> _What the exercise asks_: List each line of the items below that contains the string "woman". Treat uppercase and lowercase letters as different.

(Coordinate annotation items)
--------------------------------
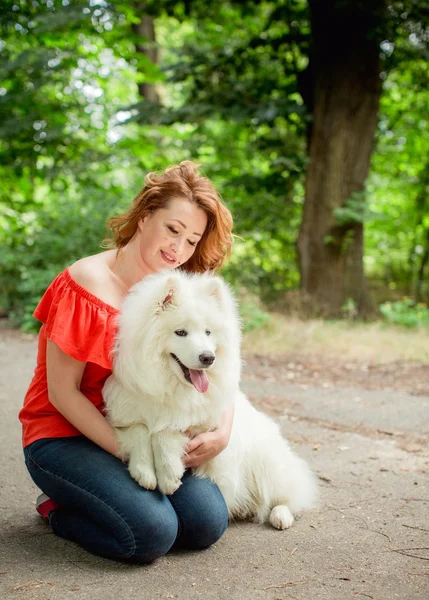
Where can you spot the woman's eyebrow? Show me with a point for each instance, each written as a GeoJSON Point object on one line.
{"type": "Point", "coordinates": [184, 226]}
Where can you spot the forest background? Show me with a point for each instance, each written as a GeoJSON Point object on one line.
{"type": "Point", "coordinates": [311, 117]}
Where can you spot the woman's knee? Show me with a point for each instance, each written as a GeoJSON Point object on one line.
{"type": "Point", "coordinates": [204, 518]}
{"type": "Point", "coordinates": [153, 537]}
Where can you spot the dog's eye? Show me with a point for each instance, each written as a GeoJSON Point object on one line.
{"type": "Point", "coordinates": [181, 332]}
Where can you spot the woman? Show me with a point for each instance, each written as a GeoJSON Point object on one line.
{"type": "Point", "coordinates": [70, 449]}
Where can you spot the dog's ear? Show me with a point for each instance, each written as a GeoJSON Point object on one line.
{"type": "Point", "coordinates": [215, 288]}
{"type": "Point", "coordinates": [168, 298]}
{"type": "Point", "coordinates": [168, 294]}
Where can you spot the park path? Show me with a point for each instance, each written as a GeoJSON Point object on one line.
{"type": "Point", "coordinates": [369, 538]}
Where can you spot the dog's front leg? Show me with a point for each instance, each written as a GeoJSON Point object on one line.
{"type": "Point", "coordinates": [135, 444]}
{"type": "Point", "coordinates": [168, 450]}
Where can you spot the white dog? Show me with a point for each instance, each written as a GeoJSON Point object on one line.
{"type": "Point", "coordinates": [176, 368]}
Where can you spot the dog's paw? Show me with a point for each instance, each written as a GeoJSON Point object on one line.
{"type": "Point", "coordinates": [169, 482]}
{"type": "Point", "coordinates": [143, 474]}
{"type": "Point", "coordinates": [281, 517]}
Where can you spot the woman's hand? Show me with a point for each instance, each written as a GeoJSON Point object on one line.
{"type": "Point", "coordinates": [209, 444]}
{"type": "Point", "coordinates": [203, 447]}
--------------------------------
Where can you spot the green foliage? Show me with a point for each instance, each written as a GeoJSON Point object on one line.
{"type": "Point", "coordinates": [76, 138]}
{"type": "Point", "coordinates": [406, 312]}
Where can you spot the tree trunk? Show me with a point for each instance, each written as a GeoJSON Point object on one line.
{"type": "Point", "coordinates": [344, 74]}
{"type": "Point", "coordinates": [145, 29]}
--------------------------------
> _Complete answer_:
Where can you spot the woman's eyebrow? Show me with a point for each instance, each written as a GeoJSON Point object on one line.
Where can you spot the woman's knee? Show me with a point for each instance, each written as a GeoJSON Point object on one line.
Where can you spot the woman? Show me with a point for each instance, each written as a GeoJSON Point object on one line.
Where can you spot the woman's hand? Show me with a point for each instance, each written as a GeoJSON Point object on one line.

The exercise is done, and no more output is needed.